Reproduce all entries precisely as they are written.

(Records from a dataset)

<<<<

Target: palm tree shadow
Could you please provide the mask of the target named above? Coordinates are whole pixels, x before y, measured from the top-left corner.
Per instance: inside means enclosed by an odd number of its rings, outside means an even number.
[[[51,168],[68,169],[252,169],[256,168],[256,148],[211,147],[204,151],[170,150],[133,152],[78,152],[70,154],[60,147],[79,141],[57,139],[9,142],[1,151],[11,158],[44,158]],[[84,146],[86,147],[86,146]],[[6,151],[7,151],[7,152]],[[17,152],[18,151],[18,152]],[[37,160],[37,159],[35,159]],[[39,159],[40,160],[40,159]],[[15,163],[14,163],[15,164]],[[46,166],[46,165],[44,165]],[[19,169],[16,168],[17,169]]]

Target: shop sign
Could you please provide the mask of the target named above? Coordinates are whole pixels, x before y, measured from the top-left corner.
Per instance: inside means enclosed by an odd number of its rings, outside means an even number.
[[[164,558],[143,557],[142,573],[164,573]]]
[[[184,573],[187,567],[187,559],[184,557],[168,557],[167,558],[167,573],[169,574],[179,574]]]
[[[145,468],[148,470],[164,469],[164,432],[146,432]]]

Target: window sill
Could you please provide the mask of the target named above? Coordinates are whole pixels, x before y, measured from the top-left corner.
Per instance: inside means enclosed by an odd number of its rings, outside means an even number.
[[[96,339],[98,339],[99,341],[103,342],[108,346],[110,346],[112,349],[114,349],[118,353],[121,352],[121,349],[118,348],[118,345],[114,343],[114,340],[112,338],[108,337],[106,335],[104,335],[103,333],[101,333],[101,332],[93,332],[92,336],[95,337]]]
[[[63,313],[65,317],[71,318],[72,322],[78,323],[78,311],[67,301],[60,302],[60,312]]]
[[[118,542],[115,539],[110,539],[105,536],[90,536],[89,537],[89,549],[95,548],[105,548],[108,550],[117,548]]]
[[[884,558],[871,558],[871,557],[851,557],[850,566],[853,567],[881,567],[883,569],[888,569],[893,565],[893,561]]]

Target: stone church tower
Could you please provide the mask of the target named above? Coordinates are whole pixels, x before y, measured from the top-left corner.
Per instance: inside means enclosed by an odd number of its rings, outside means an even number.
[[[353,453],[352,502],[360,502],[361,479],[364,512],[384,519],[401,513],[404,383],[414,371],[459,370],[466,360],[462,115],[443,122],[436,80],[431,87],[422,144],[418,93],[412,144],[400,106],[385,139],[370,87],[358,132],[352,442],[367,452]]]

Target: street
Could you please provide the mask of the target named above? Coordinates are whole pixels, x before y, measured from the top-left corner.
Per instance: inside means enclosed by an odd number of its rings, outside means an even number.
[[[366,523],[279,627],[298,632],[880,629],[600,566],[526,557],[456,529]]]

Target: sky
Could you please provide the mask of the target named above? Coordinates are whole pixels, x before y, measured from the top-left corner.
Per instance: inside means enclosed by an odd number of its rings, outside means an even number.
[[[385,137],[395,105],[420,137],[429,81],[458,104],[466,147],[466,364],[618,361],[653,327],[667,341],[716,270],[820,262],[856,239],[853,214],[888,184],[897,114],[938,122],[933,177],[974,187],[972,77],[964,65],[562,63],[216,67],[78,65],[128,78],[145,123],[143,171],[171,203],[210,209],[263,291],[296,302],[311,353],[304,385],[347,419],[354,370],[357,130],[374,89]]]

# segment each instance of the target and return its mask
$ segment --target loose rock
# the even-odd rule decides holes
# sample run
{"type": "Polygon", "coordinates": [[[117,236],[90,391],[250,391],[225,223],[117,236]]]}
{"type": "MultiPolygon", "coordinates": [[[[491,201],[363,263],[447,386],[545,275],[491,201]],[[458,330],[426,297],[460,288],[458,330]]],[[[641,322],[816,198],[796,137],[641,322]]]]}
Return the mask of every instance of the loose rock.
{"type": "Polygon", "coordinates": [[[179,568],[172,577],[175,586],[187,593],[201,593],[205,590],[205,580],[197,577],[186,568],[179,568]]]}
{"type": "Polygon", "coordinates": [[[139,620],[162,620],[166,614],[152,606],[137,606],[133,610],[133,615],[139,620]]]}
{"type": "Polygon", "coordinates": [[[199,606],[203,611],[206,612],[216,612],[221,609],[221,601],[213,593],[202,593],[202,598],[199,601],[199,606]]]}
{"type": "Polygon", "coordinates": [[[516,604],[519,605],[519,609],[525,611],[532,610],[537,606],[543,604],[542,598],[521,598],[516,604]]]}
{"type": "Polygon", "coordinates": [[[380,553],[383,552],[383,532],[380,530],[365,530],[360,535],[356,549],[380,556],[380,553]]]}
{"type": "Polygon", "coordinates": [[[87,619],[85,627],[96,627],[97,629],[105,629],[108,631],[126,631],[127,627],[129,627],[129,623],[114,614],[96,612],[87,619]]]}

>>>>

- Solution for this task -
Target: palm tree shadow
Could you please provide the mask of the target named above? Coordinates are whole pixels, x before y, measured from the top-left corner.
Per instance: inside means enclosed by an odd number of its rings, outside means an even number.
[[[51,168],[68,169],[252,169],[256,168],[256,148],[211,147],[204,151],[170,150],[133,152],[78,152],[70,154],[60,147],[79,141],[57,139],[9,142],[1,151],[11,158],[44,158]],[[84,146],[86,147],[86,146]],[[6,151],[7,151],[7,152]],[[17,152],[18,151],[18,152]],[[37,160],[37,159],[35,159]],[[39,159],[40,160],[40,159]],[[15,163],[14,163],[15,164]],[[46,166],[46,165],[44,165]],[[19,169],[16,168],[17,169]]]

Target: shop sign
Could you please provide the mask of the target named above? Coordinates are whole pixels, x before y, measured from the top-left corner.
Per instance: inside means enclosed by an odd number of its rings, outside means an even number.
[[[164,558],[143,557],[142,573],[164,573]]]
[[[184,573],[187,567],[187,559],[184,557],[168,557],[167,558],[167,573],[169,574],[179,574]]]
[[[145,468],[148,470],[164,469],[164,432],[146,432]]]

Target: window sill
Could you please provide the mask of the target named above? Coordinates are whole pixels, x before y, measured from the top-left corner.
Per instance: inside means enclosed by an odd number of its rings, outside means an even number.
[[[96,339],[98,339],[99,341],[103,342],[108,346],[110,346],[112,349],[114,349],[118,353],[121,352],[121,349],[118,348],[118,345],[114,343],[114,340],[112,338],[108,337],[106,335],[104,335],[103,333],[101,333],[101,332],[93,332],[92,336],[95,337]]]
[[[63,313],[65,317],[71,318],[72,322],[78,323],[78,311],[67,301],[60,302],[60,312]]]
[[[118,542],[115,539],[110,539],[105,536],[90,536],[89,537],[89,549],[95,548],[105,548],[108,550],[117,548]]]
[[[884,558],[871,558],[871,557],[851,557],[850,566],[853,567],[881,567],[883,569],[888,569],[893,565],[893,561]]]

Target: stone church tower
Could you please provide the mask of the target named above? Coordinates are whole pixels, x before y, measured from the top-left corner.
Per instance: inside means enclosed by an odd number of its rings, outside means an even number.
[[[353,453],[352,502],[360,502],[361,479],[364,512],[384,519],[401,513],[404,383],[414,371],[459,370],[466,360],[462,115],[443,122],[436,80],[431,87],[422,144],[418,93],[412,144],[400,106],[385,139],[370,87],[358,132],[352,442],[367,452]]]

Target: street
Could you please provide the mask of the target named above? Coordinates are whole pixels, x before y, measured from the top-left corner.
Per instance: inside means enclosed by an odd number of its rings, outside means an even number.
[[[366,523],[279,627],[298,632],[880,629],[600,566],[526,557],[456,529]]]

Target: sky
Could you please provide the mask of the target named above? Coordinates are whole pixels, x before y, measured from the top-left corner.
Per instance: inside means enclosed by an odd number of its rings, outside means an even number.
[[[385,137],[395,105],[420,137],[429,81],[458,104],[466,147],[466,364],[618,361],[653,327],[667,341],[716,270],[820,262],[856,239],[853,214],[888,184],[897,114],[938,122],[933,177],[974,187],[972,77],[964,65],[562,63],[216,67],[78,65],[128,78],[145,123],[143,171],[171,203],[210,209],[263,291],[296,302],[311,353],[304,385],[347,419],[354,370],[357,130],[374,89]]]

# segment each instance of the target and return its mask
$ segment --target loose rock
# the even-odd rule decides holes
# sample run
{"type": "Polygon", "coordinates": [[[117,236],[90,391],[250,391],[225,223],[117,236]]]}
{"type": "MultiPolygon", "coordinates": [[[[491,201],[363,263],[447,386],[545,275],[491,201]],[[458,330],[426,297],[460,288],[458,330]]],[[[641,322],[816,198],[796,137],[641,322]]]]}
Return the mask of every instance of the loose rock.
{"type": "Polygon", "coordinates": [[[179,568],[172,577],[175,586],[187,593],[201,593],[205,590],[205,580],[197,577],[186,568],[179,568]]]}
{"type": "Polygon", "coordinates": [[[139,620],[162,620],[166,614],[152,606],[137,606],[133,610],[133,615],[139,620]]]}
{"type": "Polygon", "coordinates": [[[199,606],[203,611],[206,612],[216,612],[221,609],[221,601],[213,593],[202,593],[202,598],[199,601],[199,606]]]}
{"type": "Polygon", "coordinates": [[[516,604],[519,605],[519,609],[525,611],[532,610],[537,606],[543,604],[542,598],[521,598],[516,604]]]}
{"type": "Polygon", "coordinates": [[[380,553],[383,552],[383,532],[380,530],[365,530],[360,535],[356,549],[380,556],[380,553]]]}
{"type": "Polygon", "coordinates": [[[87,619],[85,627],[96,627],[97,629],[105,629],[108,631],[126,631],[127,627],[129,627],[129,623],[114,614],[96,612],[87,619]]]}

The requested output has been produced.